Aim: Copy the items below from the line with "object=truck windshield" to the line with "[451,189,503,257]", both included, keeping each request line and shifting every coordinate in the answers up by 37.

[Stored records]
____
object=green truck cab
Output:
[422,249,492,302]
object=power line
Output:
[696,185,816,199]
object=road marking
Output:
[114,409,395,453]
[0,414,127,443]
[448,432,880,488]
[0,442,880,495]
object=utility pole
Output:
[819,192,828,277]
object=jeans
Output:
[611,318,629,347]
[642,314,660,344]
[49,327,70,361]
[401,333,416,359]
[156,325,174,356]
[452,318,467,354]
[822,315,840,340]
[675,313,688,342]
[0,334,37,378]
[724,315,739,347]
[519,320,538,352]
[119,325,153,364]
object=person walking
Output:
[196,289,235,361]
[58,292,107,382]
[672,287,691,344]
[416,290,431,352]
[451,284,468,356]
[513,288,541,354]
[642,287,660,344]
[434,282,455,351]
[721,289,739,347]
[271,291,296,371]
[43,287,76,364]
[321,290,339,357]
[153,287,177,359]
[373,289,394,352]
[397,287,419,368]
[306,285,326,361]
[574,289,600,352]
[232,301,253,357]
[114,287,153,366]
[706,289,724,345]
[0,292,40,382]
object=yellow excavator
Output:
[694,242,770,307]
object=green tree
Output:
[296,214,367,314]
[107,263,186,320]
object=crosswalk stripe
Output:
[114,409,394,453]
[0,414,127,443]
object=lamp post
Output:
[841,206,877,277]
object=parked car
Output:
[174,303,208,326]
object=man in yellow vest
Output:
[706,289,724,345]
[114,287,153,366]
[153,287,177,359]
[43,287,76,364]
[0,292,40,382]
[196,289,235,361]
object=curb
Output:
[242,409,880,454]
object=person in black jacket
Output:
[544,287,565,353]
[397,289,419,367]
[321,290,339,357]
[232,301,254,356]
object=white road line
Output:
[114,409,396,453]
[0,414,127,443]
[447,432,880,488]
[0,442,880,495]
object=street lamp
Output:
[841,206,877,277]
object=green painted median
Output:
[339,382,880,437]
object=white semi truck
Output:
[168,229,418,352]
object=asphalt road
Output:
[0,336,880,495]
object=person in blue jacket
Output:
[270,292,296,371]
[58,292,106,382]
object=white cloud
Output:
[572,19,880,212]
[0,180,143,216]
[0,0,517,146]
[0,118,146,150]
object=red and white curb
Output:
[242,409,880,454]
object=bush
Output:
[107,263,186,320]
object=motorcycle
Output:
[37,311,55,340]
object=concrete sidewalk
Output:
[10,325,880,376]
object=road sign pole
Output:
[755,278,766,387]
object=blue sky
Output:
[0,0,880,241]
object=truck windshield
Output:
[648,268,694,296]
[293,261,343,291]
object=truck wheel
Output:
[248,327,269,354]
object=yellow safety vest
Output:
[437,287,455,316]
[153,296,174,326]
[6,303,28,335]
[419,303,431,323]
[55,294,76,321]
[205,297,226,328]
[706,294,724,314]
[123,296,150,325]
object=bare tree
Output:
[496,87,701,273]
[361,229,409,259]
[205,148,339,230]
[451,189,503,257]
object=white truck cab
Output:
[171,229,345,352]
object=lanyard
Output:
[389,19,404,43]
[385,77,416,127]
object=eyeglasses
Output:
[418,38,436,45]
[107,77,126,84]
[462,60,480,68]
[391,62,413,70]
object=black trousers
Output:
____
Output:
object=truck windshield
Output:
[685,305,731,333]
[330,298,380,328]
object=truck wheel
Output:
[285,364,306,391]
object=yellow safety vest
Output:
[474,324,492,353]
[190,333,211,363]
[43,340,65,372]
[456,340,468,360]
[92,331,113,358]
[242,334,263,365]
[743,331,761,351]
[160,333,187,362]
object=bare tree
Output:
[533,124,738,310]
[398,266,446,296]
[242,185,376,267]
[488,226,540,294]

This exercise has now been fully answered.